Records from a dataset

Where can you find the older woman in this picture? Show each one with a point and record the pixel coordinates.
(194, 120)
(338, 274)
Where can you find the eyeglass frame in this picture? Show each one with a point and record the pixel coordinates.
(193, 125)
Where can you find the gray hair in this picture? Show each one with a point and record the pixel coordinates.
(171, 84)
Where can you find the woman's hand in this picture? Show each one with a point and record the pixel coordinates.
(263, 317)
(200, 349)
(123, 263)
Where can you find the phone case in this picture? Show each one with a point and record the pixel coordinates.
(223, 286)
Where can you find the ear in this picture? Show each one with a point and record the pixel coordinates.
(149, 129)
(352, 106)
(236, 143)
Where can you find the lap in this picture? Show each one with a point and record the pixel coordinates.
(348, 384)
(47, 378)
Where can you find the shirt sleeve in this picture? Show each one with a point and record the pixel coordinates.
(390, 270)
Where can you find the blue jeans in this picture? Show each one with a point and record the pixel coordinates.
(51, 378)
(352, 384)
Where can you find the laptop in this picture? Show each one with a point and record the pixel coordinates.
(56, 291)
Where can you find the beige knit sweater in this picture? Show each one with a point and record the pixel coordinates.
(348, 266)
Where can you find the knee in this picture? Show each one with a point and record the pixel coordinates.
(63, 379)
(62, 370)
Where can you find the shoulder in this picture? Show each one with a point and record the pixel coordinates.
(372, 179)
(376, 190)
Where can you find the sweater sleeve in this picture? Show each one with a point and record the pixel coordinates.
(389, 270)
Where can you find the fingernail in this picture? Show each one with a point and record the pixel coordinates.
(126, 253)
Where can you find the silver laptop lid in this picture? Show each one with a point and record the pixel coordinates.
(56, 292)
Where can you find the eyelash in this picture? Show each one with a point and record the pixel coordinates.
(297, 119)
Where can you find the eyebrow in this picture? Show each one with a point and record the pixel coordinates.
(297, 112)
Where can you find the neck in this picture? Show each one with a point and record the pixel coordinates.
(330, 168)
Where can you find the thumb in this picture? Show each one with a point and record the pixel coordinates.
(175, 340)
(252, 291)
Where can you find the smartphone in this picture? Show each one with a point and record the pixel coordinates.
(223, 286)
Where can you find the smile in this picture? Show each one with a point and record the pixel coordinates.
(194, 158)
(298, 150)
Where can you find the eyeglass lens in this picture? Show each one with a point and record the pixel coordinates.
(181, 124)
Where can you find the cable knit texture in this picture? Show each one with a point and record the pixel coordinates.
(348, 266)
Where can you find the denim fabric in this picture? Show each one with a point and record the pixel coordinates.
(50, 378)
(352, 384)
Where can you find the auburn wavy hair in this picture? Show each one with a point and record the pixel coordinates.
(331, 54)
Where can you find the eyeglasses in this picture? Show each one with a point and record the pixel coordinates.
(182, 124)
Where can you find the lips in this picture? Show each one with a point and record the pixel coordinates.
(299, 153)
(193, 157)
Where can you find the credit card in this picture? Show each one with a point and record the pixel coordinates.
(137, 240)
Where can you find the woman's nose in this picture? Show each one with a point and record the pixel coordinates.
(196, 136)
---
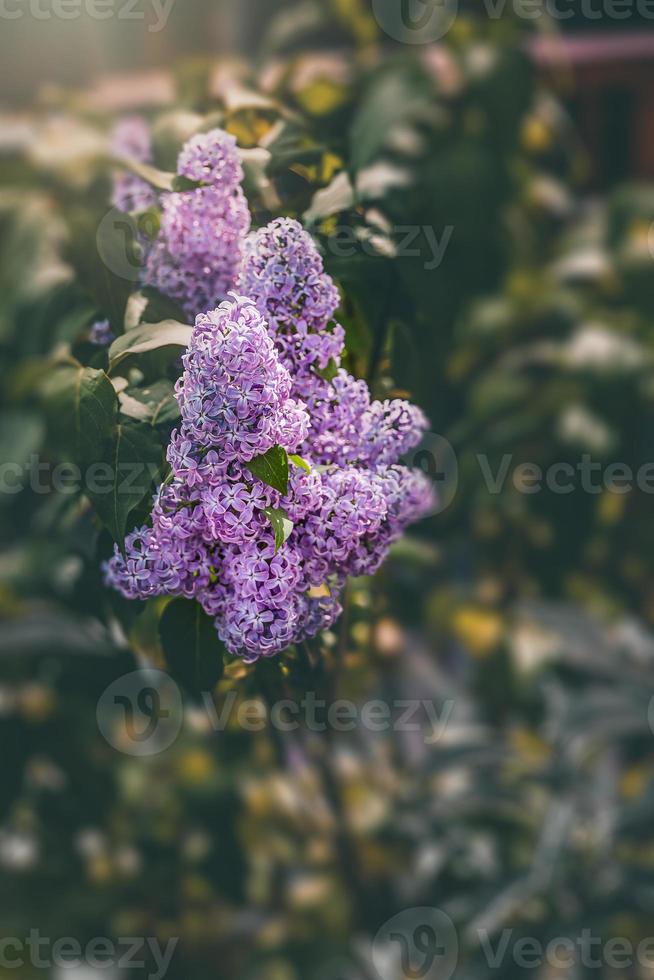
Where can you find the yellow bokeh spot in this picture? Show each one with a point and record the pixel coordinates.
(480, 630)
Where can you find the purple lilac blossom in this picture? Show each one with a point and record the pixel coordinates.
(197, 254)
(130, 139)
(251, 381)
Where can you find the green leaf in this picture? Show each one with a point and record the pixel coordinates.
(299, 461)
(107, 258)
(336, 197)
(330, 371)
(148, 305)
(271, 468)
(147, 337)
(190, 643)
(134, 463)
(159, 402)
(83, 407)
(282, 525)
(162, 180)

**WORK INSTRUCTIONS:** Locate every line in the items above that contains the word "sweater", and copy each of those lines in full.

**SOLVED PROBLEM:**
Where can you find the beige knit sweater in this picture? Show each one with a point and record the pixel coordinates.
Where can you find the sweater sleeve in this picture? Show each one with a point and record the pixel coordinates.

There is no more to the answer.